## Passage provided
BEGIN

Review by Danny Gaisin
It’s autumn. School’s back and so are the musicians & conductor of the Hamilton Philharmonic. The opening concert was eclectic in selections… brief old standards, a premiere composition and an orchestral interpretation of a dramatic ballet. Interestingly, the connection between two pieces is esoteric and somewhat convoluted, unless one is familiar with ancient Greek fables.
The opening work was Dvořák’s ‘Carnival Overture’. One of a triptych, this work is well-known and two seems the only one of the three to be performed. Maestra Gemma New gave the piece a forceful yet touching rendering that offered the clarinets and violins the opportunity to demonstrate the familiar syncopation that is a hallmark of the work. It was an exuberant welcome back.

END

## Task to complete
List every person named in the concert review. The rows that follow are independent of the concert review and stand as their own material.

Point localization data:

BEGIN

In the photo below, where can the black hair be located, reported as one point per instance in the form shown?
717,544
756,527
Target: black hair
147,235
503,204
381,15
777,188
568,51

END
BEGIN

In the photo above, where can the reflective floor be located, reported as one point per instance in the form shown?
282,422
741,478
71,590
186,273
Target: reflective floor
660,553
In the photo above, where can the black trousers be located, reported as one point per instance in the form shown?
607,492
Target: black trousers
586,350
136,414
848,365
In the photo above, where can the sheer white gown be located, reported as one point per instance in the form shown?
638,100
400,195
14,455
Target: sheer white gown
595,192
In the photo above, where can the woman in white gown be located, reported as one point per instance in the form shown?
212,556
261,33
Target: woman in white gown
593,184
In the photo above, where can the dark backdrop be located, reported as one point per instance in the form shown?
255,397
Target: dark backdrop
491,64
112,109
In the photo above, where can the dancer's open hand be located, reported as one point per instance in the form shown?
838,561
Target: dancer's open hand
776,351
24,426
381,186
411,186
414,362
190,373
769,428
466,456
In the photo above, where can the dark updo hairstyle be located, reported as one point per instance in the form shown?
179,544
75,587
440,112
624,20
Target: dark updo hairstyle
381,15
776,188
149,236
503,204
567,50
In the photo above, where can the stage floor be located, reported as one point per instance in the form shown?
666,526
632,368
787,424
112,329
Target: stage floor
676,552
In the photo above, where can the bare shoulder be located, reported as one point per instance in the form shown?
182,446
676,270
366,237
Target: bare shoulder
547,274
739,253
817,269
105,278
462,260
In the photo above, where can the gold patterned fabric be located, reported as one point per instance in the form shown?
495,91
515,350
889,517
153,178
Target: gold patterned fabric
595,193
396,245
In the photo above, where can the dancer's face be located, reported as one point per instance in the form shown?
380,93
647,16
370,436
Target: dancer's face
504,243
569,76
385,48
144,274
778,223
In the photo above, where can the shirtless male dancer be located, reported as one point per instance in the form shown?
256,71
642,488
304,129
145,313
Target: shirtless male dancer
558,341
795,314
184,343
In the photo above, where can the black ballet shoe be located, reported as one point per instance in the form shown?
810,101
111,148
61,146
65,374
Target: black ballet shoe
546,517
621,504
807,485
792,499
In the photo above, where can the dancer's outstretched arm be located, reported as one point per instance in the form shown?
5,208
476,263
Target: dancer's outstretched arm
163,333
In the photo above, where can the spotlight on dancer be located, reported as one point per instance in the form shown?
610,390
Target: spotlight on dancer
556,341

END

## Answer to this task
Danny Gaisin, Dvořák, Gemma New